Selected excerpt:
As the Association of Southeast Asia Nations moves to eliminate intra-regional tariffs by 2018, analysts say member countries’ non-tariff measures could still hinder lubricant trade.

The ASEAN Economic Community in 2015 began phasing in its program to eradicate tariffs on all trade between the 10-nation zone by 2018. Import tariffs were reduced from 8.9 percent in 2000 to 4.5 percent in 2015. By 2010, six ASEAN member countries had removed tariffs for 98 percent of products. Cambodia, Laos, Myanmar, and Vietnam are following suit.

But despite tariff reductions, intra-ASEAN trade only increased from 23 percent of member states’ total trade volume in 2000 to 25.3 percent in 2014, according to “Non-tariff Measures in ASEAN 2016,” a report from Indonesia’s Economic Research Institute for ASEAN and East Asia (ERIA).

The policy’s impact on trade has been minimal, said Manu Bhaskaran, founding director of Centennial Asia Advisors Pte., an advisory firm based in Singapore. That’s because countries have introduced a “plethora” of non-tariff measures since 2000, he said.

ERIA noted that as of 2015, the region had in place nearly 6,000 NTMs – which it defined as any policy measure other than ordinary customs tariffs that can have an economic effect on international trade quantities and/or prices. It pointed out that even legitimate NTMs are considered restrictive to free trade.

NTMs are seen most commonly in the form of technical barriers, whereby imports must conform to a country’s technical requirements through testing, inspection or certification. Technical NTMs accounted for around 43 percent of the region’s so-called protectionist policies in 2015, according to ERIA. Nearly 90 percent of Indonesia’s NTMs are considered technical.

Examples include sanitary and phytosanitary requirements, pre-shipment inspections and country-specific standards. For example, Indonesia ensures some imports – including many lubricants and raw materials for lubricants – conform to Halal standards, which certify that a product’s ingredients are permissible under Islamic Law. SNI, or the Indonesian National Standard, is a series of lubricant standards only applicable to imports that some groups are pushing to go into effect this year.

Records provided:
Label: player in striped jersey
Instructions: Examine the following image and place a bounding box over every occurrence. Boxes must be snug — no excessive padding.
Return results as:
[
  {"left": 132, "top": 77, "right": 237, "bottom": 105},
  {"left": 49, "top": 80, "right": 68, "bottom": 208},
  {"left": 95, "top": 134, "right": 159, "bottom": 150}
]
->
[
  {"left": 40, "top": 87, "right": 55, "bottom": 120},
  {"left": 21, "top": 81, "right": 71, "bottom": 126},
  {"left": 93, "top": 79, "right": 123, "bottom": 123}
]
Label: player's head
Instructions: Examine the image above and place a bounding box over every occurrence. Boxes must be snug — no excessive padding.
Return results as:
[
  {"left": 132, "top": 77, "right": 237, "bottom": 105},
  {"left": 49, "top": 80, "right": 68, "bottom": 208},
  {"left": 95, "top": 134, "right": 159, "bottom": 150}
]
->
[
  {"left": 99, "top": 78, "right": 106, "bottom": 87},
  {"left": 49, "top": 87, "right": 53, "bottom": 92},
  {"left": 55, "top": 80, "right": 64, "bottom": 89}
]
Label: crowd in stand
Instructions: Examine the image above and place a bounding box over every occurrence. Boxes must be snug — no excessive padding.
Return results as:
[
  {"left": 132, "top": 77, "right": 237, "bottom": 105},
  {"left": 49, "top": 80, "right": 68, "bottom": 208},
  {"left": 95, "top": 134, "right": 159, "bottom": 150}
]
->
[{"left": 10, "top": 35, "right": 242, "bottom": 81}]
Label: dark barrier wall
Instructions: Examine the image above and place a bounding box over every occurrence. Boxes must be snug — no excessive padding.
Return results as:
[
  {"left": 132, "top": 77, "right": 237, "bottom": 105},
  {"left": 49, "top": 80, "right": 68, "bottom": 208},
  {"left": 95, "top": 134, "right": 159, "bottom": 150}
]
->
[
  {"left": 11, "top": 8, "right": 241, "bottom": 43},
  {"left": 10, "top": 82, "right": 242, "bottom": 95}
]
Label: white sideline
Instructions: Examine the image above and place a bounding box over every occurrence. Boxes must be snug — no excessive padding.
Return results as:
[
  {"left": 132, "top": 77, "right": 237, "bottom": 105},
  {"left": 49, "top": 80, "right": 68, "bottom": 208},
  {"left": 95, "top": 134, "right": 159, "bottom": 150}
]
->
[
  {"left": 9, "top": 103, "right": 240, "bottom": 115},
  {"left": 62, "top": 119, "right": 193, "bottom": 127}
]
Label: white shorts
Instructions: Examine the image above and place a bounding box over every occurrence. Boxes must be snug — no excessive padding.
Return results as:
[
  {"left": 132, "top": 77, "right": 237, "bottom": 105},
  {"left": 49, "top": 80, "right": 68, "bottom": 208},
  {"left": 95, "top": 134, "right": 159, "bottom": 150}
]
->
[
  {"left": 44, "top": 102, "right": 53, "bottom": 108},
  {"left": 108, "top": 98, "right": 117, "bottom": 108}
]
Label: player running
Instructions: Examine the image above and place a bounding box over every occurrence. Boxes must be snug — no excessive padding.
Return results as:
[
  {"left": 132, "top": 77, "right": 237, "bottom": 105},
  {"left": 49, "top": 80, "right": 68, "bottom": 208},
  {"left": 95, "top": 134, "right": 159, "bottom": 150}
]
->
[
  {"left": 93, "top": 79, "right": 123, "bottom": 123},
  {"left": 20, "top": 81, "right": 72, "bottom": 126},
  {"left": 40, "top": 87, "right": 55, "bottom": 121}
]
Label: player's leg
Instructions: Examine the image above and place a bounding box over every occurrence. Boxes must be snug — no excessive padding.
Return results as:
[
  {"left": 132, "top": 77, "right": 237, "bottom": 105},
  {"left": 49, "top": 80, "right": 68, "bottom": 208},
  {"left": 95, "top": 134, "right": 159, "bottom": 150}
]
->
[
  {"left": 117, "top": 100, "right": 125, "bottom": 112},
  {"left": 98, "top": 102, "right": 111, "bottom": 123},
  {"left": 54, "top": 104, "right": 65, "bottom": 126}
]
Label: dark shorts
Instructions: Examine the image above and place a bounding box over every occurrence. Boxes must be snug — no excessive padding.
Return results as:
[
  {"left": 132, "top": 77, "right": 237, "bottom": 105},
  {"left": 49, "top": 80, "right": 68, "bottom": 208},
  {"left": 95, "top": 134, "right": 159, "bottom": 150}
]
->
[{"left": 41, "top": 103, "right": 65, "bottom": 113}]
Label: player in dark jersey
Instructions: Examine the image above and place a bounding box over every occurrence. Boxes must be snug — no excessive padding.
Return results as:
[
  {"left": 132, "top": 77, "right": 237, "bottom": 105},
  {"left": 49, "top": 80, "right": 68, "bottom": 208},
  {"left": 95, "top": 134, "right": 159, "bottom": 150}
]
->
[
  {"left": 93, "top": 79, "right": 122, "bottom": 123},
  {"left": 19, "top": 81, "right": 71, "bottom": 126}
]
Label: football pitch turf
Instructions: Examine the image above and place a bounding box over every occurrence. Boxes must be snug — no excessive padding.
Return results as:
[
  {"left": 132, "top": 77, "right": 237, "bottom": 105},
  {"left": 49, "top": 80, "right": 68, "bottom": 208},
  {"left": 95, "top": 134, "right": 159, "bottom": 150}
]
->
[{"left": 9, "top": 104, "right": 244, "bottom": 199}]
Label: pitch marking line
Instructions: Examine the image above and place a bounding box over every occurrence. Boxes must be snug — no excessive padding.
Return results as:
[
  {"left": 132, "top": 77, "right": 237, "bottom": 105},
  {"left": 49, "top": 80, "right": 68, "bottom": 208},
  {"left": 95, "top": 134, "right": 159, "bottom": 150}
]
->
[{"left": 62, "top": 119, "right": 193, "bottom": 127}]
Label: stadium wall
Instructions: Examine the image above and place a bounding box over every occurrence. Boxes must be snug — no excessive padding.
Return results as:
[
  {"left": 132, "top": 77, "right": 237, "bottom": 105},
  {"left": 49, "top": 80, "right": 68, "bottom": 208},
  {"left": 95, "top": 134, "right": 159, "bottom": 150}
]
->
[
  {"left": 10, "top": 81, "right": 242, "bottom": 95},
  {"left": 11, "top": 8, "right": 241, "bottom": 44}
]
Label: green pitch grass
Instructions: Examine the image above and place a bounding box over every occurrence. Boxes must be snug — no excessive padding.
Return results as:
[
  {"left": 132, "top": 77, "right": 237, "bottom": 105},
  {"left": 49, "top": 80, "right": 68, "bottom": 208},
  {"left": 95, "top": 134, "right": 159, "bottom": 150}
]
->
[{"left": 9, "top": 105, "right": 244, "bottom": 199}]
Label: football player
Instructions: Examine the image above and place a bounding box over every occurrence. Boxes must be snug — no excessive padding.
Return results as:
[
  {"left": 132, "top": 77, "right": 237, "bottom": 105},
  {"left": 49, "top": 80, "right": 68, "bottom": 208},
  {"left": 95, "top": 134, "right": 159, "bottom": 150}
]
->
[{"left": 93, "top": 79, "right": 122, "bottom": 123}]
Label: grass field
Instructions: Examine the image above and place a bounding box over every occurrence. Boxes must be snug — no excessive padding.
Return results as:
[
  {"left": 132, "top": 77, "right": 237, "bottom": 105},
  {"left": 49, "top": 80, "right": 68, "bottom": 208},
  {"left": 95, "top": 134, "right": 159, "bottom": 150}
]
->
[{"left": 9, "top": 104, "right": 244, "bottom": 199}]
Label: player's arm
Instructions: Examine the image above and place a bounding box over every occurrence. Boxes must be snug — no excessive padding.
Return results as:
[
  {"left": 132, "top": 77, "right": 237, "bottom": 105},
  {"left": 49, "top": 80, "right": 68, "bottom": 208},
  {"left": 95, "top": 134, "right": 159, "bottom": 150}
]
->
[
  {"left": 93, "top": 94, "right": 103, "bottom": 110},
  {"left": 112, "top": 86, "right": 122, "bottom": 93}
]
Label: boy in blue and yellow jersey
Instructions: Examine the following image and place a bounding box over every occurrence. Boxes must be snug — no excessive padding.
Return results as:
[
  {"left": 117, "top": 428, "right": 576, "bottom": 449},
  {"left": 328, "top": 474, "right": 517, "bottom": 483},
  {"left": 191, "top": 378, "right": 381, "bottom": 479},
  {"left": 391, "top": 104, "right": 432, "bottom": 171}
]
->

What the task requires:
According to the article on ASEAN trade barriers, what share of the region's protectionist policies did technical NTMs account for in 2015?

The result:
Around 43 percent.